Data entries:
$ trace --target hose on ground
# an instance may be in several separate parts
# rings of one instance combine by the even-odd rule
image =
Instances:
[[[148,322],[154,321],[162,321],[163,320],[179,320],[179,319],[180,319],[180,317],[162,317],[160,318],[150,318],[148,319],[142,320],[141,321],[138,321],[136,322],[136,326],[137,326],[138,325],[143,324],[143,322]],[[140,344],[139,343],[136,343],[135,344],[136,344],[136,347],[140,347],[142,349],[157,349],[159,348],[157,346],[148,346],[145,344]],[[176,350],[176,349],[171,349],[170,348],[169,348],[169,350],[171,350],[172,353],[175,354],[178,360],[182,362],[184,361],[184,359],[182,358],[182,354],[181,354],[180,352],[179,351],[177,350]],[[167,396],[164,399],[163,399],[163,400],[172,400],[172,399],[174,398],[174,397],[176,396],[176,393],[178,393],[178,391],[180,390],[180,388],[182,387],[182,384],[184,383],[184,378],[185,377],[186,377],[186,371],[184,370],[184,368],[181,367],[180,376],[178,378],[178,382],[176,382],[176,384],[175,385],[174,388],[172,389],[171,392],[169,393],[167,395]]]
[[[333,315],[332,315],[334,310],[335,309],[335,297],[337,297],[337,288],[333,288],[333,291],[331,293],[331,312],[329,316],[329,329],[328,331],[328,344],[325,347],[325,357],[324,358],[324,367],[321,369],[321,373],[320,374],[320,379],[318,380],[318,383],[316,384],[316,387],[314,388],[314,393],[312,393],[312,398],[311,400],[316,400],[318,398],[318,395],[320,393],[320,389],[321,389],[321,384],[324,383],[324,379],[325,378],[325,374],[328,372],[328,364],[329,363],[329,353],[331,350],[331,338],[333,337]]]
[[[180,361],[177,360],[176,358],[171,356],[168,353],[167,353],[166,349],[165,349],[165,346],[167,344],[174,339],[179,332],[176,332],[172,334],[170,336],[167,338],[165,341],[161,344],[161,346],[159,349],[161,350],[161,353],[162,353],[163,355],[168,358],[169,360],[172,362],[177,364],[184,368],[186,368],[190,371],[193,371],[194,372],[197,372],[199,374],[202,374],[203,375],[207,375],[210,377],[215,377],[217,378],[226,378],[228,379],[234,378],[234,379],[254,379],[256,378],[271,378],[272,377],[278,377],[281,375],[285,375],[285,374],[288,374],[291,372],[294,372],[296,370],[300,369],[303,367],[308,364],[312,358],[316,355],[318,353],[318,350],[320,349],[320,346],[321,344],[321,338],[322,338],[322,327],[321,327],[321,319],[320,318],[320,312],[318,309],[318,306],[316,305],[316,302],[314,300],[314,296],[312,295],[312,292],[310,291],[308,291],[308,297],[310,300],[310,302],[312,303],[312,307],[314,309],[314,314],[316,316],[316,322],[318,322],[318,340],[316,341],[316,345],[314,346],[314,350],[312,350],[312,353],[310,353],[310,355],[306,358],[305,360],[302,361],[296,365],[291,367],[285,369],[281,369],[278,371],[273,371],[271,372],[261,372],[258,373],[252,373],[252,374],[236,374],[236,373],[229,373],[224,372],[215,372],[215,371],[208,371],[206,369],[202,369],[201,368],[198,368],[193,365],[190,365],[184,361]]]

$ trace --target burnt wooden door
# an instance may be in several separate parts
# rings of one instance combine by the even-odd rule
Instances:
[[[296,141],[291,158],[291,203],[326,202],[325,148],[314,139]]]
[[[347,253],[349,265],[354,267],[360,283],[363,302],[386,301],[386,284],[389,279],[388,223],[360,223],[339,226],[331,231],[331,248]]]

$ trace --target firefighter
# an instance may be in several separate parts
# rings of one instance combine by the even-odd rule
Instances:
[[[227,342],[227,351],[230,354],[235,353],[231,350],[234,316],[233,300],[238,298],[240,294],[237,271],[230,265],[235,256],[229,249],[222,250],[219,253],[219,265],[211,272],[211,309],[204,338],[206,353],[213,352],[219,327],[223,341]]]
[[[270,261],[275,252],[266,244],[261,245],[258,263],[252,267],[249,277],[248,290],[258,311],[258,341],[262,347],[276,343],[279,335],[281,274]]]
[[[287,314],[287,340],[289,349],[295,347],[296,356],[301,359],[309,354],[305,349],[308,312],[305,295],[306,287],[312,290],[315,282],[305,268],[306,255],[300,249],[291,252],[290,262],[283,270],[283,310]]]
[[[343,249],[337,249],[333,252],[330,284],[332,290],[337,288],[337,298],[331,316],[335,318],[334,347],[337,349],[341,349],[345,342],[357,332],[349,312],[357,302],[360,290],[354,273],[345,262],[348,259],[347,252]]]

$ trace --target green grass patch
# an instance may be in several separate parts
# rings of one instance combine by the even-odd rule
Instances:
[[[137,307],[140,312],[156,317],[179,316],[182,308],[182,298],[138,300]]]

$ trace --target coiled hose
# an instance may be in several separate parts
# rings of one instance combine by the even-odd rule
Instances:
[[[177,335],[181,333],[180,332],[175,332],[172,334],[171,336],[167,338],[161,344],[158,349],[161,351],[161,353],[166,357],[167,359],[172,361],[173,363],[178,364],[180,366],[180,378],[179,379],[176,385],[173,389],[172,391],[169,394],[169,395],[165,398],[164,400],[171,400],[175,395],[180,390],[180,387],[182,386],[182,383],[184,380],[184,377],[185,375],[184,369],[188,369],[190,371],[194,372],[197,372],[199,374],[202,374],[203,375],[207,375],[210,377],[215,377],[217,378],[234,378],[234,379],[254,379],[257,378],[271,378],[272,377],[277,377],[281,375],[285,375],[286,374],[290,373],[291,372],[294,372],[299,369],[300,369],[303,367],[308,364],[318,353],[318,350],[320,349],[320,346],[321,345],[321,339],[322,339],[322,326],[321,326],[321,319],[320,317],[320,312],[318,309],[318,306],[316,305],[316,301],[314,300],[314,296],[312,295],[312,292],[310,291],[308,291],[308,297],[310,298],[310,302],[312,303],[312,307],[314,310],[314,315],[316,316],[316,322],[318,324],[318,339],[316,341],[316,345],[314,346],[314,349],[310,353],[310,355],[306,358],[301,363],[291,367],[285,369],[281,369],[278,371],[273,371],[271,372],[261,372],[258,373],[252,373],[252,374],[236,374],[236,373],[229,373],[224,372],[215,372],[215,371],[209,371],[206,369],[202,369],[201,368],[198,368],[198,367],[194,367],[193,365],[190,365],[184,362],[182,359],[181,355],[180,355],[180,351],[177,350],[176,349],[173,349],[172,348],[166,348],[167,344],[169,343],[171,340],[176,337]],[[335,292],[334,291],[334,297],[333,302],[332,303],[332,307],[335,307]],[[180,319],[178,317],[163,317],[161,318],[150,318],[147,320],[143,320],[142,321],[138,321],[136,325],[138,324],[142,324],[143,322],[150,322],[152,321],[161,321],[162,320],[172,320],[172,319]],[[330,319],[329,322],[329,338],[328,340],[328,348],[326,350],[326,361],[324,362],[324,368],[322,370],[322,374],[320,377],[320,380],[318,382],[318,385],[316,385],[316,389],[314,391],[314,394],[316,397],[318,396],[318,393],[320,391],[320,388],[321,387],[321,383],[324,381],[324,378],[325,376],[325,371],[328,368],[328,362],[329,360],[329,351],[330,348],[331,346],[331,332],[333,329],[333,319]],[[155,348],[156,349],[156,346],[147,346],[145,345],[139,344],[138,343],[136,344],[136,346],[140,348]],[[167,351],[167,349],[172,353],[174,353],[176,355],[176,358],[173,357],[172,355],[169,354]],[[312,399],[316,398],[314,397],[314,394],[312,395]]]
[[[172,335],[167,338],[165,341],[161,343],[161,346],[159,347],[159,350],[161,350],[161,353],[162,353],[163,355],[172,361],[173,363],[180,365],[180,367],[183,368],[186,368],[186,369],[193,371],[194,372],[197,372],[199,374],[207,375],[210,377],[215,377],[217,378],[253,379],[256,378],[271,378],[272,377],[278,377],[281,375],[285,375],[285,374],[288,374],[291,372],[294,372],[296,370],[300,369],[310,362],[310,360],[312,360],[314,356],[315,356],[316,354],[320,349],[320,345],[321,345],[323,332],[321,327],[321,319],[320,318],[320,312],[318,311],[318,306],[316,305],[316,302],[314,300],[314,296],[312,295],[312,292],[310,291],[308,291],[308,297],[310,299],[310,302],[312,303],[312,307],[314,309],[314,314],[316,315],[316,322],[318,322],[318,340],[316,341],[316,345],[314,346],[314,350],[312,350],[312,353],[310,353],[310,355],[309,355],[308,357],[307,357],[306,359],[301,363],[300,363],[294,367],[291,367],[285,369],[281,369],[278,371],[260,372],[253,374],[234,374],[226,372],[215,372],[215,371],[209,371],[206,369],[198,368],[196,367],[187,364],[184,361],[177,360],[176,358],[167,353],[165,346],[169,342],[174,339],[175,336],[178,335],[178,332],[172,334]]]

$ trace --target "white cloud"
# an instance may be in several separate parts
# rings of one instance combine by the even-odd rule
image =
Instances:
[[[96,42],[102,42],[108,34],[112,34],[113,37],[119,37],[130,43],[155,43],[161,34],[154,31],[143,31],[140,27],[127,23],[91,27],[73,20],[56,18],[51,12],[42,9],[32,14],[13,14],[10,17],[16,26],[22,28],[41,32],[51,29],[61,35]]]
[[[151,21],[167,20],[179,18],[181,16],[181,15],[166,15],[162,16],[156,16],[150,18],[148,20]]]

AIM:
Extract every line of the entries that contains the string "target". Case counts, so match uppercase and lowercase letters precisely.

TASK RESULT:
$ trace --target hose on ground
$ trace --target burnt wooden door
$ trace --target firefighter
$ trace --target green grass patch
$ trace --target coiled hose
$ trace --target "white cloud"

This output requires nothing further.